*Exercise description*: Beneath this sentence is a set of records; write each of them out exactly.

*Records for this exercise*:

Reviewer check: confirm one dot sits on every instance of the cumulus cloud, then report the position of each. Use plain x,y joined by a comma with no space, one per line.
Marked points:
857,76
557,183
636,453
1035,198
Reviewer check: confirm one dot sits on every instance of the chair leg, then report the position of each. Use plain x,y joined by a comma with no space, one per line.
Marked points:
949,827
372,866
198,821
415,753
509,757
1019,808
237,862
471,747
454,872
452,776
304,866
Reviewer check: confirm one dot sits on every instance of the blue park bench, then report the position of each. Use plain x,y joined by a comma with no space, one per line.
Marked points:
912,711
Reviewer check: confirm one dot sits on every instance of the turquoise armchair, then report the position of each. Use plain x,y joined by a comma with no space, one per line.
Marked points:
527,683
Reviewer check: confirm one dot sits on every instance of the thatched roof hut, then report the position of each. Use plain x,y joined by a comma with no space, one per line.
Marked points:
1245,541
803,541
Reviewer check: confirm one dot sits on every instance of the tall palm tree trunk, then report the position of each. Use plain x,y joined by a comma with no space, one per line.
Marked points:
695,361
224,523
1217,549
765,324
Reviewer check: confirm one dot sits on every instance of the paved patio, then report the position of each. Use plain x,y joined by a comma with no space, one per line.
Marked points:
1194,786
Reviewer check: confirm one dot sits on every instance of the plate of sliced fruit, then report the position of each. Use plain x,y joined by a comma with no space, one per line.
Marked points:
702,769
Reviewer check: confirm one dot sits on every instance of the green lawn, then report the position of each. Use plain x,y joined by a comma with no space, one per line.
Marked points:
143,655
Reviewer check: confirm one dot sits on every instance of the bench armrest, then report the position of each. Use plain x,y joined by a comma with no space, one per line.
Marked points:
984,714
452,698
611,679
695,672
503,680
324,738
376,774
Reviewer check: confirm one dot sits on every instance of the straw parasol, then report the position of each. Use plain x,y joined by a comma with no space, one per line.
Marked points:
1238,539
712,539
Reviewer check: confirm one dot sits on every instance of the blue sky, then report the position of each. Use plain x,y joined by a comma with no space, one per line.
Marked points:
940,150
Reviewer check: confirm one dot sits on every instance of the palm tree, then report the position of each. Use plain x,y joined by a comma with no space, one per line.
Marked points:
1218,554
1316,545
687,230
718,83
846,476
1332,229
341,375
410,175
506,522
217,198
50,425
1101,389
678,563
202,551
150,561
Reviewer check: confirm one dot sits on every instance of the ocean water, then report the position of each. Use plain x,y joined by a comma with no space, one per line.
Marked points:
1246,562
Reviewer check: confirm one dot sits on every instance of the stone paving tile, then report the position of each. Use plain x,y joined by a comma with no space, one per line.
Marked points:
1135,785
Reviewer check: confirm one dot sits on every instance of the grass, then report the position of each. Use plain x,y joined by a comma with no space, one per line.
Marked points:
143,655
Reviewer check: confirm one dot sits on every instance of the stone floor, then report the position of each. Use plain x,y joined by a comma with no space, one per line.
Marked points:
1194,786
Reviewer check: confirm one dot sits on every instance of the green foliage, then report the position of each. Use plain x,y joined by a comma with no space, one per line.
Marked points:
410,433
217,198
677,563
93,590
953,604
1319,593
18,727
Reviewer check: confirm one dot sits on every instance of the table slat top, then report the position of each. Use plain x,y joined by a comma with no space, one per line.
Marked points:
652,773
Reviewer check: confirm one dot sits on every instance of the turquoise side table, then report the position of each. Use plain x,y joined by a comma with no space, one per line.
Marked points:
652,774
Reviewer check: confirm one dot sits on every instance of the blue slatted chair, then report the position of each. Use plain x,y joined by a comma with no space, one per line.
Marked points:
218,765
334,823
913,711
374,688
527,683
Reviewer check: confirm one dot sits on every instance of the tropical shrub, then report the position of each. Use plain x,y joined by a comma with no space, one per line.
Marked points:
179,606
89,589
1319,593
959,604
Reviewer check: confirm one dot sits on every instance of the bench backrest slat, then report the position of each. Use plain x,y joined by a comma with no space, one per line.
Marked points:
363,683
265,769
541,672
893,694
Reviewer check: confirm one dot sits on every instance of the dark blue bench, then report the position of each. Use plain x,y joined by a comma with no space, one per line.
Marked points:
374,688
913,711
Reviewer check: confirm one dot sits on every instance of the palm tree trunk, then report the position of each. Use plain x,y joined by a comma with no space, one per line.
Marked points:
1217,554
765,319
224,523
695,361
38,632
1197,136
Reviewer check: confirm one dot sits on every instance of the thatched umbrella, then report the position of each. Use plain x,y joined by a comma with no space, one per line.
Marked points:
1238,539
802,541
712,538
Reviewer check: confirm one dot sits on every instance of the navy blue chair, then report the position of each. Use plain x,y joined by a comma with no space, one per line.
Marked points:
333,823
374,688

*Solution to this problem*:
Reviewer check: confirm one dot sits on every instance of the cumulus cloud, then report the position of each. Use plain x,y joined by a comma with no space, one per line.
Marked points:
857,76
557,183
636,453
1035,198
Reviewer check: confirm one dot sits on every instance of the chair leg, then report the position of each. Use plain x,y joined by a comma with no space, one per line.
Marked points:
949,827
372,866
198,821
415,753
509,757
1019,808
237,862
471,747
454,872
452,776
304,866
Reviewer check: confirm one dot sits on every instance of the blue park bench, then report the position of each. Use plain x,y joined by a comma with no space, one per line.
Marked points:
912,711
Reviewer check: confirm one dot sits on every instance of the turquoise armchair, then report the position of each. Use plain x,y joined by a comma with no space, one per line.
Marked points:
527,683
Reviewer check: confirm one dot sits on every instance of the thatched roof hut, then report the position of each. Use plain x,y joined by a comma with no space, one per line.
Marked points:
1245,541
803,541
Reviewer check: confirm one dot sits on every instance of the tall palm tree trunk, then report the position of each. Use plain x,y joined by a comma with no space, one per line.
Marked points:
695,361
224,523
1217,549
765,324
Reviewer check: confirm one dot sits on every instance of the paved patio, then report the position of each. Use plain x,y joined by a comma with no space, one per line.
Marked points:
1194,786
Reviewer check: confirm one dot sits on every instance of the plate of sliced fruit, then report the position of each. Use plain x,y joined by a comma with no space, one per line.
Marked points:
702,769
Reviewer check: confirm one dot sits on every instance of the green lawn, then report the position of each. Use plain x,y joined by a comma with no space, one per line.
Marked points:
143,655
Reviewer check: confirm one dot sits on every instance of the bench armrest, then report the position of each. Use plain x,y joined by a comma with no space, one per line.
Marked points:
984,714
452,698
611,679
695,672
503,680
324,738
376,774
Reviewer check: confirm one dot sits on every instance of the straw parasol, then report the position of each. Use plain x,y joined by a comma with no space, one per line.
Marked points:
1238,539
712,539
Reviewer check: confirm one dot sits on every instance of the blue sky, then report the position of each. Use plain x,y joined by a comma with no space, one per line.
Marked points:
940,150
Reviewer check: confirm one dot sits on every instance of the palm tree, then report the position of each. Use plain x,y joined by a comma with no space, one per line.
Marked points:
1218,554
1316,545
687,230
718,83
846,476
1332,229
341,375
410,175
506,522
217,198
50,425
1101,389
678,563
202,551
150,561
Reviewer check: confirm one dot sits on every instance of the ocean water, then report the position of each. Use plain x,y joined by a comma with no space, one per line.
Marked points:
1246,562
Reviewer check: confirm one dot sits on every instance of the stone paving tile, then report the position of each. Use plain x,y joined by a comma with no space, one per line.
Marked points:
1135,785
Reviewer check: confirm one dot sits on every instance of the grass, then report the position of each. Use plain x,y joined by a comma with no space, one per line.
Marked points:
143,655
Reviewer check: confirm one dot sits on every instance of the stone floor, then report the position of each. Use plain x,y joined by a comma with no space, one per line.
Marked points:
1194,786
Reviewer check: confirm one dot sits on every instance of the green foliage, then report the position of each. Use plain x,y joined by a comma with no space, one per line.
Marked points:
410,433
217,198
677,563
93,590
953,604
1319,593
18,727
Reviewer check: confirm one dot sits on every instance of the table slat top, then report the position of each. Use plain x,y joined by a comma with no space, one per line.
Marked points:
652,773
Reviewer check: confirm one dot sits on every instance of the turquoise side table, then report the position of each. Use plain x,y joined by a comma with no space, one per line.
Marked points:
652,774
Reviewer check: confirm one dot sits on every instance of the blue slatted chair, then report the position of each. Use plain x,y joined by a comma with no space, one per line.
Marked points:
218,765
334,823
913,711
374,688
527,683
Reviewer check: confirm one dot sits on every instance of the tropical shrub, then report the position of each. Use plain x,y joined by a comma with no space, one per line.
Marked points:
179,606
89,589
1319,593
959,604
Reviewer check: confirm one dot sits on every instance of the bench backrest slat, then report the position of each. Use plain x,y joined by a comma with no space, one per line.
Marked points:
363,683
265,769
541,672
893,694
Reviewer check: confirm one dot sits on every instance of the dark blue bench, then report the position of each. Use plain x,y joined by a comma with no space, one per line.
Marked points:
374,688
913,711
Reviewer check: confirm one dot sits on every instance of the palm tree trunk, then report the position of each. Use plain x,y joined by a comma with no space, one per line.
Marked points:
1217,554
765,319
224,523
695,361
38,632
1197,136
Reviewer check: confirm one dot sits on every instance of the thatched umbrella, then report the position of each. Use plain x,y joined by a comma with no space, one per line.
Marked points:
1238,539
802,541
712,538
Reviewer check: confirm one dot sits on every instance of the navy blue chair, then report the position of each. Use plain x,y joined by a comma with no space, one per line.
Marked points:
333,823
374,688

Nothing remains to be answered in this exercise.